Est-ce que s’inquiéter d’une guerre commerciale finit par causer des dommages économiques?
La question vient à l’esprit à la lecture des récents rapports portant sur les perspectives économiques. Bien souvent, le risque d’une guerre commerciale figure en haut de la liste des surprises défavorables. Le dernier en date est fourni par la Commission européenne qui, dans ses Prévisions de printemps, stipule que «les différends commerciaux pourraient faire dérailler l’expansion actuelle». Le message ne pouvait être plus clair.
Bien que vivement débattue, l’action reste limitée car la marge de manœuvre a été laissée à la négociation. Cela a apporté un soulagement mais également des déclarations fermes, dans les deux sens, dans le cadre des négociations de l’Alena ou, plus encore, du bras-de-fer entre les États-Unis et la Chine.
S’inquiéter des mesures protectionnistes ou d’une rupture des accords commerciaux en place depuis de nombreuses années peut agir, au final, comme un frein économique même si pour l’instant rien ne change. La raison est que les menaces et les contre-menaces augmentent l’incertitude.
S’inquiéter du protectionnisme augmente l’incertitude parce que l’évolution économique dans un scénario de « non-guerre » serait très différente de celle d’un scénario de guerre commerciale. Dans ce dernier cas, quatre effets peuvent être envisagés :
- Effets directs à court terme : ralentissement de la croissance, augmentation de l’inflation
- Effets indirects à court terme : les entreprises frappées par les droits de douane à l’importation essayeront d’exporter davantage vers d’autres pays. Les droits de douane, qui constituaient d’abord un problème bilatéral, finissent par devenir une question multilatérale touchant de nombreux pays.
★ ★ ★ ★ ★
- _Exercice court_:
Répondez brièvement à chacune des questions suivantes d'après l'extrait sur la guerre commerciale.
1. Quelle institution a publié les Prévisions de printemps citées dans le texte ?
2. Selon le texte, qu'est-ce qui augmente sous l'effet des menaces et des contre-menaces ?
3. Quels sont les deux effets directs à court terme d'une guerre commerciale ?
★ ★ ★ ★ ★
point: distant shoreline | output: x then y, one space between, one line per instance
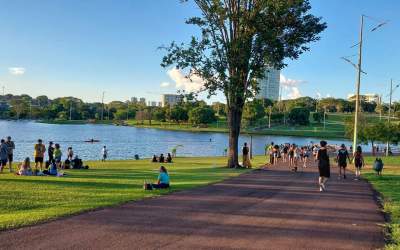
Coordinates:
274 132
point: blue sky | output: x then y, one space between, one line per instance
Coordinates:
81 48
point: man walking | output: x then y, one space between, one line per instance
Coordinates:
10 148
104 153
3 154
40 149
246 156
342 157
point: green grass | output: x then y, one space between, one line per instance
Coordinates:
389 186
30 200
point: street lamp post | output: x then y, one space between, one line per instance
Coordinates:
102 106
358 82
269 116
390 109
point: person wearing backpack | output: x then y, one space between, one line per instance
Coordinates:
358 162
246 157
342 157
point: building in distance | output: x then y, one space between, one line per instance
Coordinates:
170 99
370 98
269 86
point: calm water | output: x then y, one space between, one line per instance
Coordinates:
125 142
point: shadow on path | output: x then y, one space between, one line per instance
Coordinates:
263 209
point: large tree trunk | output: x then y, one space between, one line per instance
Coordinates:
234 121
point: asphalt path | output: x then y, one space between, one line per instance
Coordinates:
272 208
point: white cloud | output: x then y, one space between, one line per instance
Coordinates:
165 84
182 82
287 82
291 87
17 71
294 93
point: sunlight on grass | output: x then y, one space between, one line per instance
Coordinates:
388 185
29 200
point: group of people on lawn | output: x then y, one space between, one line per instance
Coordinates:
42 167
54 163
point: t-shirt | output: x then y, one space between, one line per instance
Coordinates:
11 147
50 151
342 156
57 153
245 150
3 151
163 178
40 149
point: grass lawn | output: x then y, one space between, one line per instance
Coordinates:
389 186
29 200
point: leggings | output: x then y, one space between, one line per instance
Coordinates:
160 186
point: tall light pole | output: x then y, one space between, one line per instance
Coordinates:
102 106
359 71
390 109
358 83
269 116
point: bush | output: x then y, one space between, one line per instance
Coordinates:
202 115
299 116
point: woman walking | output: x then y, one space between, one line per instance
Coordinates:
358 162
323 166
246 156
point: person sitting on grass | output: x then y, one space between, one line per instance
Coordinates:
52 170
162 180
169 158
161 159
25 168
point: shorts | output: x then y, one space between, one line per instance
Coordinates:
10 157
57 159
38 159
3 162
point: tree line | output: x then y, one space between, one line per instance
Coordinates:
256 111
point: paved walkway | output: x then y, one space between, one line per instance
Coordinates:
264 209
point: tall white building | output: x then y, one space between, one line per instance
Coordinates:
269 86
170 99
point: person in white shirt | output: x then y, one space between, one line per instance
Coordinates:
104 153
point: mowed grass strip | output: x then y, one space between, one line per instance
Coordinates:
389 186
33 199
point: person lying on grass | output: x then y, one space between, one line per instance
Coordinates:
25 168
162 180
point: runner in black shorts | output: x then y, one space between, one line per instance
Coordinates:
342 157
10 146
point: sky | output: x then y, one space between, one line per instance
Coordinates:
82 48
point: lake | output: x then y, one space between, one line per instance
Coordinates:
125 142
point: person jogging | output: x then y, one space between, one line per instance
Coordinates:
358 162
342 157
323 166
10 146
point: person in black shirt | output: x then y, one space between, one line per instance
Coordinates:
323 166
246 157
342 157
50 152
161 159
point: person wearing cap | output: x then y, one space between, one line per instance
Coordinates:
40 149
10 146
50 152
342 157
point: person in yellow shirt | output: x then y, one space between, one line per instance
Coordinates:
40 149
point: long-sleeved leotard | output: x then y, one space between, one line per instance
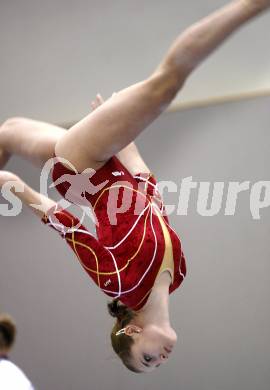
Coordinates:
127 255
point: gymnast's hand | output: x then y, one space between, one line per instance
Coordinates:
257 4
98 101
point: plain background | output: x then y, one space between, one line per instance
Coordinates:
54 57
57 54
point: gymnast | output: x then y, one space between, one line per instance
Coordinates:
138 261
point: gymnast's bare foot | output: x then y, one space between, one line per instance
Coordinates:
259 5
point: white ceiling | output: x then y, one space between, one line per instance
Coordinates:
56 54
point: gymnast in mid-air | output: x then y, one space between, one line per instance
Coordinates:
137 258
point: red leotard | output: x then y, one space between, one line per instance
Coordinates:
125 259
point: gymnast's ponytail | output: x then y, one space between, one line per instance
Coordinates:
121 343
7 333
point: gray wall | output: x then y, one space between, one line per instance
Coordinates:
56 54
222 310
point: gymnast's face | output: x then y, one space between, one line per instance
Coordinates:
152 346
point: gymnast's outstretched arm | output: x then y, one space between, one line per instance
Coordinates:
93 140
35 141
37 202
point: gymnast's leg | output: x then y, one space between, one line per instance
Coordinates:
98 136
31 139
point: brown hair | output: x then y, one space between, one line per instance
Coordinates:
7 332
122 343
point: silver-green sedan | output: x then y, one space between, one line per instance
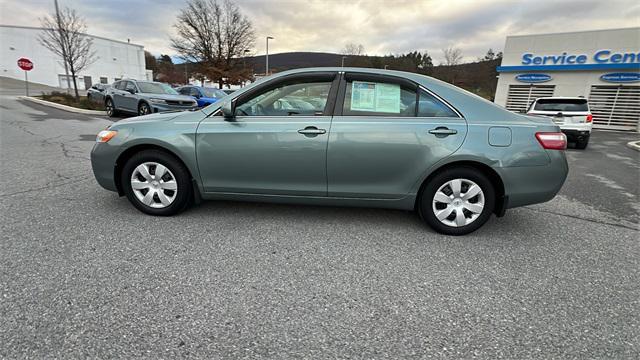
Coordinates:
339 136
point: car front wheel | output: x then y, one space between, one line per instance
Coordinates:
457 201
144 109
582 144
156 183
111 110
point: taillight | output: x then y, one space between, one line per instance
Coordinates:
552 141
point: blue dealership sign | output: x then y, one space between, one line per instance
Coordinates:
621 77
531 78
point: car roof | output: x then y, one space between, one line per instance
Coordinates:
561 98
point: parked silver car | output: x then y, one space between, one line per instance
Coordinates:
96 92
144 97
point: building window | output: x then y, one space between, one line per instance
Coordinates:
★ ★ ★ ★ ★
- _Résultat de l'exercice_:
1. La Commission européenne.
2. L'incertitude.
3. Un ralentissement de la croissance et une augmentation de l'inflation.